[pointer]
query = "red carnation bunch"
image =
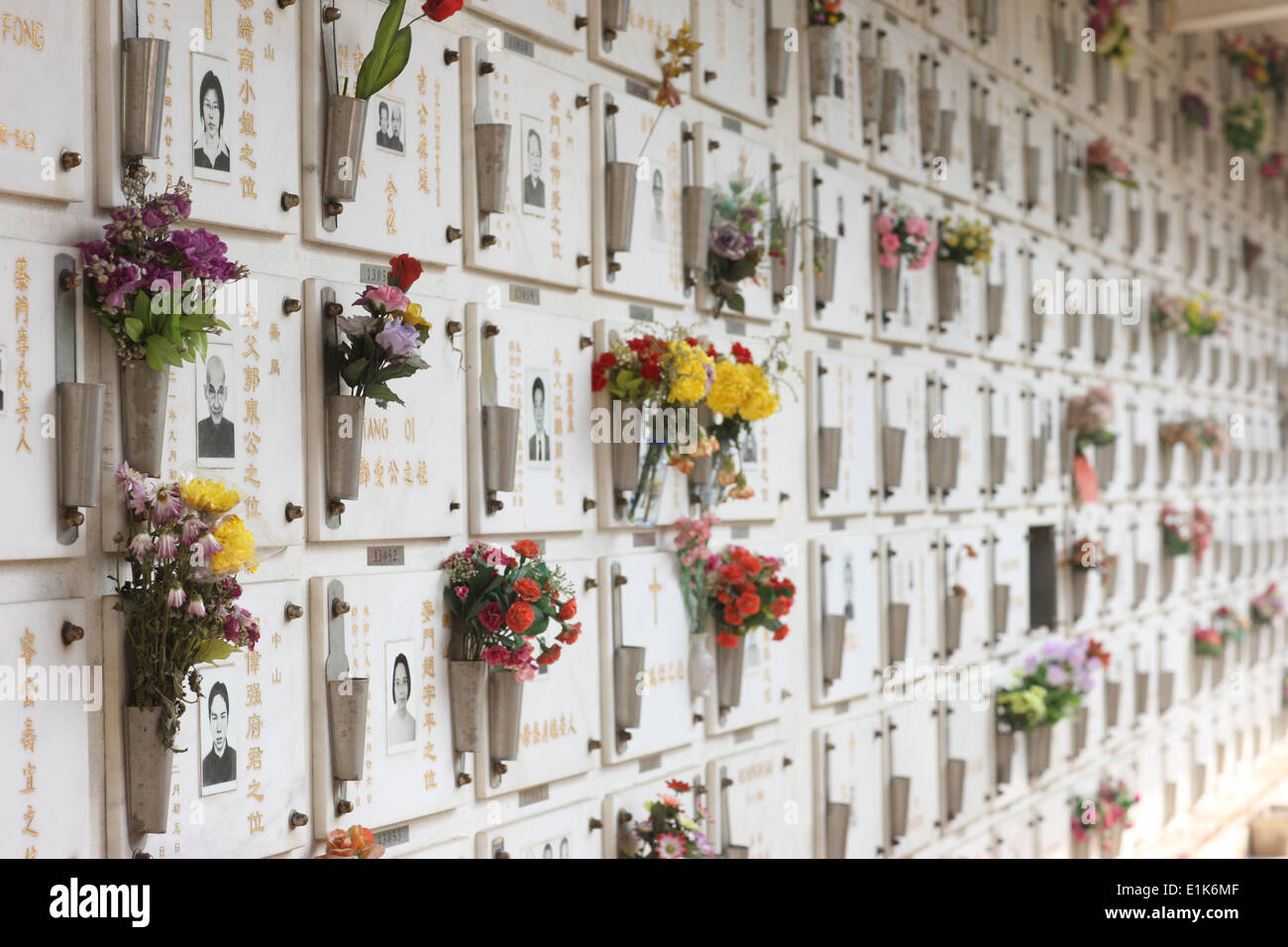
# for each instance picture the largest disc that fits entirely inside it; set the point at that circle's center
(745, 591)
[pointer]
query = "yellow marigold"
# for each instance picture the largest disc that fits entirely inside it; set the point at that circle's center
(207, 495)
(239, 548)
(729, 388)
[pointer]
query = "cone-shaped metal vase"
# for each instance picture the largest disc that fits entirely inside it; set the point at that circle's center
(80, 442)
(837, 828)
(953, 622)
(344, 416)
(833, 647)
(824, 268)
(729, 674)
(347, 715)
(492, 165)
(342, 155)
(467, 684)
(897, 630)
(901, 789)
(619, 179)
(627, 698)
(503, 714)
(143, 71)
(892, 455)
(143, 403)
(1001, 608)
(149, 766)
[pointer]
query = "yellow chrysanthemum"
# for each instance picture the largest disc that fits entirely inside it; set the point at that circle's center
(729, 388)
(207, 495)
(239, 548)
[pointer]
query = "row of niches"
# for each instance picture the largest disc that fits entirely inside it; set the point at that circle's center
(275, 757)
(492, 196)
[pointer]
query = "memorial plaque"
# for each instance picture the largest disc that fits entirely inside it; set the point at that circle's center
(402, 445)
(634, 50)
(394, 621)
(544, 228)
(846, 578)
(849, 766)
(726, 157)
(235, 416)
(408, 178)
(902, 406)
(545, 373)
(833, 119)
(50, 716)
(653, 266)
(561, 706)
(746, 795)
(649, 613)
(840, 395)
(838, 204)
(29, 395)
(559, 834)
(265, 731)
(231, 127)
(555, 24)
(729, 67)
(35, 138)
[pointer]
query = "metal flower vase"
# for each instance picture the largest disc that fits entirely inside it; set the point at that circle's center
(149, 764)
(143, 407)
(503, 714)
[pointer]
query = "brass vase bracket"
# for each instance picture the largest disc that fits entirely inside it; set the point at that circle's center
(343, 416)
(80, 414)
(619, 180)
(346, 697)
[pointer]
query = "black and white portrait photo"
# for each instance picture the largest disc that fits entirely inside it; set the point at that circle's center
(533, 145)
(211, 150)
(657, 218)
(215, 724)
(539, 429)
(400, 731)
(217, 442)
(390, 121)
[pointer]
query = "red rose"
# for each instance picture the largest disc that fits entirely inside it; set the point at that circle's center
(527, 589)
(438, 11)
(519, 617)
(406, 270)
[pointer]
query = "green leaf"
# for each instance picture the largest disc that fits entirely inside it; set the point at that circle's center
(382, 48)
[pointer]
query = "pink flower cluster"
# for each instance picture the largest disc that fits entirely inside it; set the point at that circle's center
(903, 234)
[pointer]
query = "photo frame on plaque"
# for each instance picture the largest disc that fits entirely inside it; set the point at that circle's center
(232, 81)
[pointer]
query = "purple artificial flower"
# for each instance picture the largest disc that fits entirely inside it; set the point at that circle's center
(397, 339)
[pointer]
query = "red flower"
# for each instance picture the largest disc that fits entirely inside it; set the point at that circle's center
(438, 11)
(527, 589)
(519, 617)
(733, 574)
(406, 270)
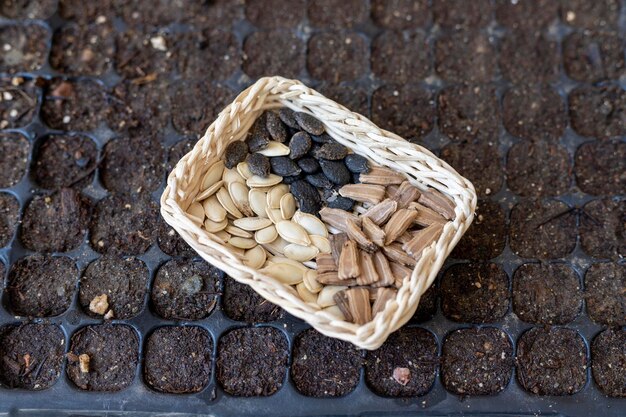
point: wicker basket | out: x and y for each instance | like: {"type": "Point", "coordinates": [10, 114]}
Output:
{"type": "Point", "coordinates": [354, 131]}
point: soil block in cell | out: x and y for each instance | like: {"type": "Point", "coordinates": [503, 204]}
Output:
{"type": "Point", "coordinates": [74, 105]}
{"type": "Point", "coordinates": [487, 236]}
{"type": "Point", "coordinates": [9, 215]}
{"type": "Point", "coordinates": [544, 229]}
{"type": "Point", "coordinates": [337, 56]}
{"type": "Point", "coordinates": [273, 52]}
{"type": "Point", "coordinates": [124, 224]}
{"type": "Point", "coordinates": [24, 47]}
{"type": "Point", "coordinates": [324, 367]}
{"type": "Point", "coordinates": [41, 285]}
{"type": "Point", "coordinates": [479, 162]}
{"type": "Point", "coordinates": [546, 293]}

*Directions*. Extract every line in the records above that contains the word "yellow".

*Result below*.
query = "yellow marigold"
query = "yellow chrysanthemum"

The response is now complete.